• Exercise:
Please count the lines in the records below that contain the string "arch", with case counting, and give only the number.

• Raw data:
----------
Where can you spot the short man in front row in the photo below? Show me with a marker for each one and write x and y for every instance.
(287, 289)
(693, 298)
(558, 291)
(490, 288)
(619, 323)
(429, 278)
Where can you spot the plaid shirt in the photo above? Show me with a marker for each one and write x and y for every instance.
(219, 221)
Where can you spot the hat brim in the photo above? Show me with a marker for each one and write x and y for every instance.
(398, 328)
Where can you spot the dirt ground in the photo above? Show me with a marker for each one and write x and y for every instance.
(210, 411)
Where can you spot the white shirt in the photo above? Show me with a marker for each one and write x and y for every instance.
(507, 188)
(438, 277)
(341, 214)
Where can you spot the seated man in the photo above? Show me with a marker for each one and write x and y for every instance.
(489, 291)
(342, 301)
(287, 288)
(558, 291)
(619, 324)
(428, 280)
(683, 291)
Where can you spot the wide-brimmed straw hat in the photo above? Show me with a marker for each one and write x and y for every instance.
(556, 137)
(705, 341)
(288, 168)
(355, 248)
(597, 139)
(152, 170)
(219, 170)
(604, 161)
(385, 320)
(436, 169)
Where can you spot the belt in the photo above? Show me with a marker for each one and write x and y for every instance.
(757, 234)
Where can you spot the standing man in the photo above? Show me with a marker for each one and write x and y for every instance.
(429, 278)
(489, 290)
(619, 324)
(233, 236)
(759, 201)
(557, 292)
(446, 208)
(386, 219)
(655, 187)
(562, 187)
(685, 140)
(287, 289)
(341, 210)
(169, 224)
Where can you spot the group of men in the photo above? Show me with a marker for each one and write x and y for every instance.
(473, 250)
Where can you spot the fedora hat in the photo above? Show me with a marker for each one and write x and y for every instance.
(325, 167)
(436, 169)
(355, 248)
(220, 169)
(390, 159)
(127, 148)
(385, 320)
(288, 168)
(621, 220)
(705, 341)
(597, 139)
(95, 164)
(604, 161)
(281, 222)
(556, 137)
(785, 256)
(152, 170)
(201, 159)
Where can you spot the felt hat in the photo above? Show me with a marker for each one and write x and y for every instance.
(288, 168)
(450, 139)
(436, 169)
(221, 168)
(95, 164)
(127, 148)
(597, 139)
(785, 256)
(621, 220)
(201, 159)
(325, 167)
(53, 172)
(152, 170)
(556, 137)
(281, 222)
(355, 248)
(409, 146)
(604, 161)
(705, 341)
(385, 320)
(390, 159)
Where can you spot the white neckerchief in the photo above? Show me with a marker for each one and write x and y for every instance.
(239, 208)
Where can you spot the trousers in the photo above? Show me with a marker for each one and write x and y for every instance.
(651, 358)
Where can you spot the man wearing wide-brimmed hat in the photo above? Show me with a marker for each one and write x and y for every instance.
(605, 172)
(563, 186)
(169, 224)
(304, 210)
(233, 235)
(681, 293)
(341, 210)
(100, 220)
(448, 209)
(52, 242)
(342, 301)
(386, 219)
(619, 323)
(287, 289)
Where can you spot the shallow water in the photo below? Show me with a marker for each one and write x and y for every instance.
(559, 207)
----------
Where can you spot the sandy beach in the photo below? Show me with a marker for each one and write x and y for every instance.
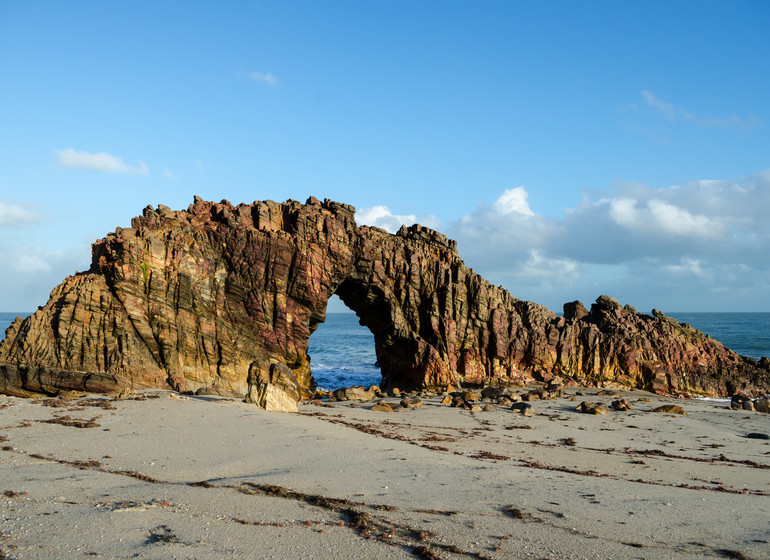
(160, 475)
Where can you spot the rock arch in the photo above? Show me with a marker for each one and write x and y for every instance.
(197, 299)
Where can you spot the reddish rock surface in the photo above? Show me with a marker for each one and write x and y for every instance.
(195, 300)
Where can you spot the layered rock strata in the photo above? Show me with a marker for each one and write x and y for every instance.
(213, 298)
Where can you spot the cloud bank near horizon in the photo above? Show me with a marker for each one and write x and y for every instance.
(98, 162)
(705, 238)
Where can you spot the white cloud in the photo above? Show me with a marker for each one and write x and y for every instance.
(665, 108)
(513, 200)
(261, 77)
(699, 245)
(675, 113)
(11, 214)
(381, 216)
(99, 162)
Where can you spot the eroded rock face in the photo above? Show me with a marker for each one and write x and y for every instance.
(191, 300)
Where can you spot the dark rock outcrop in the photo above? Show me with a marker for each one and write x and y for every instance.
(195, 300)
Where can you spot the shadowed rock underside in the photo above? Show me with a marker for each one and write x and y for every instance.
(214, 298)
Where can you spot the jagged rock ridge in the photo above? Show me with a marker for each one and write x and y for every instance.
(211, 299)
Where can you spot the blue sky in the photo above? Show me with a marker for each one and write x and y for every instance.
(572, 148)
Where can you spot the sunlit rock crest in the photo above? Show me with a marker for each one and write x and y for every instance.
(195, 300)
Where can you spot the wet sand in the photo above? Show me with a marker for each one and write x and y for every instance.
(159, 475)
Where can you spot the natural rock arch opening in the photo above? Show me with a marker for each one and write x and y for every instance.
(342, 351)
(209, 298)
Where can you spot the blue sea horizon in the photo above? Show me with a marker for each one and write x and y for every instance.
----------
• Result of the task:
2